INSTRUCTION:
Transcribe the stretch of the baloney-detector passage from "Today the theory" through "1997, pp.12-16, 18)", keeping every word and punctuation mark unchanged.

Today the theory is usually stated in risk-free form. Naturalistic evolution is identified with science itself, 
and any alternative is automatically disqualified as `religion.' This makes it impossible to hold a scientific 
debate over whether the theory is true (it's virtually true by definition), which explains why Darwinists tend 
to think that anyone who wants such a debate to occur must have a `hidden agenda.' In other words, critics 
couldn't seriously be questioning whether the theory is true, so they must have some dishonest purpose in 
raising the question." (Johnson, P.E.*, "Tuning Up Your Baloney Detector: How to Get a Good Grasp on 
Logical Reasoning and Investigative Procedure," Cornerstone, Vol. 26, Issue 112, 1997, pp.12-16, 18)

"Vague Terms and Shifting Definitions Make sure people don't mislead you by using vague terms that can 
suddenly take on a new meaning. In the creation-evolution debate, the key terms that are subject to 
manipulation are science and evolution. Everybody is in favor of science, and everybody also believes 
in evolution--when that term is defined broadly enough! But science has more than one definition, and so 
does evolution. Watch out for `bait and switch' tactics, by which you are led to agree with a harmless 
definition and then the term is used in a very different sense. Here's an example of how you can be 
deceived: `You believe in dog breeding, don't you? Well, did you know that dog breeding is an example of 
evolution? Now that you know that, and have seen all those breeds of dogs for yourself, you realize that 
you actually do believe in evolution, don't you? Good. That's enough for today. Later on we'll tell you more 
about what evolution means.' (It's going to mean that all living things are the accidental products of a 
purposeless universe.) This is not a `straw man' example, by the way. Selective breeding of animals is a 
process guided by intelligence, and it produces only variations within the species; yet Darwinists from 
Charles Darwin himself to the more recent Richard Dawkins and Francis Crick have cited it as a powerful 
example of `evolution.' If somebody asks, `Do you believe in evolution?' the right reply is not `Yes' or `No.' It 
is: `Precisely what do you mean by evolution?' My experience has been that the first definition I get will 
be so broad as to be indisputable-like `There has been change in the course of life's history.' Later on a 
much more precise and controversial definition will be substituted without notice. That one word evolution 
can mean something so tiny it hardly matters, or so big it explains the whole history of the universe. Keep 
your baloney detector trained on that word. If it moves, zap it!" (Johnson, P.E.*, "Tuning Up Your Baloney 
Detector: How to Get a Good Grasp on Logical Reasoning and Investigative Procedure," Cornerstone, 
Vol. 26, Issue 112, 1997, pp.12-16, 18. Emphasis original)

"Original Sin Finally, watch out for the universal human tendency to believe what we want to believe. I 
call this the `original sin' in science because it is the one big temptation that all the specific rules of baloney 
detecting are designed to protect us from. Even top scientists have to guard against the temptation to 
believe what they want to believe. For one thing, their funding may depend on an experiment coming out 
`right,' and so they may be tempted to accept too readily a preliminary test that gives the result they want.

EXTRACTED INFORMATION:
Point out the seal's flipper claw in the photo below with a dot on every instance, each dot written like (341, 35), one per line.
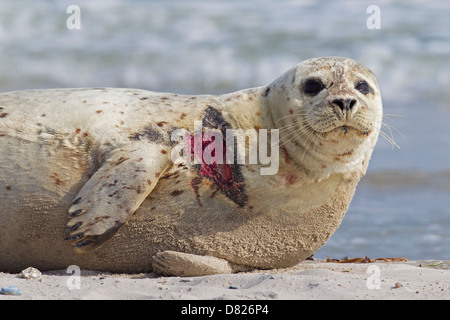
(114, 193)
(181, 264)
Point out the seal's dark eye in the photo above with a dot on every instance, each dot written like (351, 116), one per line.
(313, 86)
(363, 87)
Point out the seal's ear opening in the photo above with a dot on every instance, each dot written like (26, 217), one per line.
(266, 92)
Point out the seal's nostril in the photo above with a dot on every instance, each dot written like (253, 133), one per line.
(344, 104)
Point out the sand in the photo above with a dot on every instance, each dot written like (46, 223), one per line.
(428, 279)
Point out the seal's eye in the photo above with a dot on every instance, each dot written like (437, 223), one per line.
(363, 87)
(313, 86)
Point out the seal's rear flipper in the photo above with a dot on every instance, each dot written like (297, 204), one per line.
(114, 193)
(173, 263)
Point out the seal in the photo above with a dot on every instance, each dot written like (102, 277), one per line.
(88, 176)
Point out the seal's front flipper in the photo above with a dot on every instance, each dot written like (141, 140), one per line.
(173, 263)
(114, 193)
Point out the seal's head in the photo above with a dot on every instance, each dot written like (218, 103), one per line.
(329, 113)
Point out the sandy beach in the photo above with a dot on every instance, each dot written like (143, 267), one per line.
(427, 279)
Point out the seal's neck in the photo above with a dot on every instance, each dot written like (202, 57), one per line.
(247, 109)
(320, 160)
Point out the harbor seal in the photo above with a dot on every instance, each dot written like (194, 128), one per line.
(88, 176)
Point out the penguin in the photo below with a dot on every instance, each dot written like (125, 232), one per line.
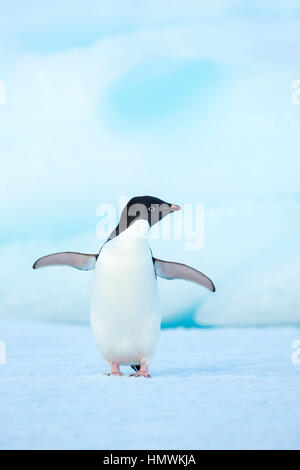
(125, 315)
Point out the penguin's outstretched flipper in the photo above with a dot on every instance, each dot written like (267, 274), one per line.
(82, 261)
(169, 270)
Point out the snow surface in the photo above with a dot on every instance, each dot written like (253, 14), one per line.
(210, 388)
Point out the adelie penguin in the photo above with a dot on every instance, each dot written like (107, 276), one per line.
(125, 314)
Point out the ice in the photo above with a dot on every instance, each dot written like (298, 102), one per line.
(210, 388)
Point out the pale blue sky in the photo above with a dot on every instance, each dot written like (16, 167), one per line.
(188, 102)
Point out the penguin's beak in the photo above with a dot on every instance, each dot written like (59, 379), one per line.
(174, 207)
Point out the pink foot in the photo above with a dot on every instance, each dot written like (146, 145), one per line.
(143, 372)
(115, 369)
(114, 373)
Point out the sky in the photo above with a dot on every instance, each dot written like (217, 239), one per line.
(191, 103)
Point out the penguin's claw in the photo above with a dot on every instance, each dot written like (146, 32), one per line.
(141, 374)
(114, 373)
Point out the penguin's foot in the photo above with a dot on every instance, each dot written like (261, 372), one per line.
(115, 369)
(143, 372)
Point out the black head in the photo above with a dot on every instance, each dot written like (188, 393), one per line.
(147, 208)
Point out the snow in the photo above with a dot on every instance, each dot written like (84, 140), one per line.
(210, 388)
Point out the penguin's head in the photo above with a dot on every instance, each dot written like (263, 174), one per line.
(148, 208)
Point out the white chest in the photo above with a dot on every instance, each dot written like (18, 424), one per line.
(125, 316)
==
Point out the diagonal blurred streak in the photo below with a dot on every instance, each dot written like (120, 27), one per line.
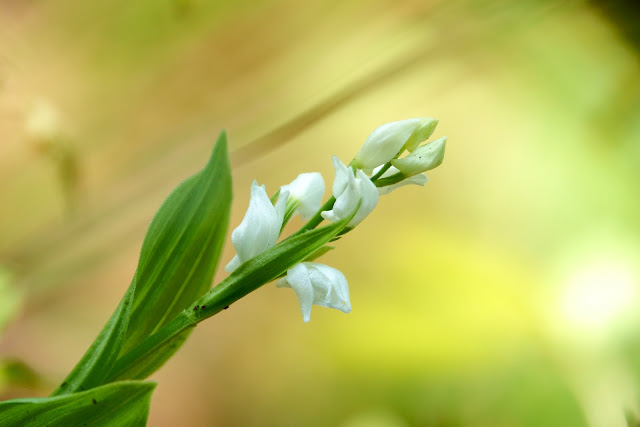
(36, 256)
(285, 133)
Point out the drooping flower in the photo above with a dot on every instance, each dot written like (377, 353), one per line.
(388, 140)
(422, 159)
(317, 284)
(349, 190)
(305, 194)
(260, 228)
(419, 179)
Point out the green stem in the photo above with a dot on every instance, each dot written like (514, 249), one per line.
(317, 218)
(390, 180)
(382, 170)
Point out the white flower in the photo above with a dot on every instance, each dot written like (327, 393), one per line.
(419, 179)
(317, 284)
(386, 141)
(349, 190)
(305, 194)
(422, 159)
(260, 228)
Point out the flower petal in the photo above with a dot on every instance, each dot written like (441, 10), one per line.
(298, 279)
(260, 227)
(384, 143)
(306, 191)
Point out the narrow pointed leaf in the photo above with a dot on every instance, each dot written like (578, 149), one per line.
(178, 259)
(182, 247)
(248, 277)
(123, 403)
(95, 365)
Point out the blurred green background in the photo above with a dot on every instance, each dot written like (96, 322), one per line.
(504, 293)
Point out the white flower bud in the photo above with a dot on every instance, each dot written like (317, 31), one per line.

RESPONSE FOR THIS EXERCISE:
Today the theory is usually stated in risk-free form. Naturalistic evolution is identified with science itself, 
and any alternative is automatically disqualified as `religion.' This makes it impossible to hold a scientific 
debate over whether the theory is true (it's virtually true by definition), which explains why Darwinists tend 
to think that anyone who wants such a debate to occur must have a `hidden agenda.' In other words, critics 
couldn't seriously be questioning whether the theory is true, so they must have some dishonest purpose in 
raising the question." (Johnson, P.E.*, "Tuning Up Your Baloney Detector: How to Get a Good Grasp on 
Logical Reasoning and Investigative Procedure," Cornerstone, Vol. 26, Issue 112, 1997, pp.12-16, 18)